Excerpts from point annotation data
--- Start ---

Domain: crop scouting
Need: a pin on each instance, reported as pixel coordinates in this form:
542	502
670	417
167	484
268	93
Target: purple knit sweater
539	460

--- End ---

_Exercise prompt_.
Switch "sweater" to "cardigan" wherever it appears in the lines above, and reproduce all of the lines with nothing else altered.

_Written reply_.
Domain: crop scouting
Need: a pin on each instance, reported as pixel coordinates in this form:
542	502
670	417
167	484
268	93
Target: purple knit cardigan
539	460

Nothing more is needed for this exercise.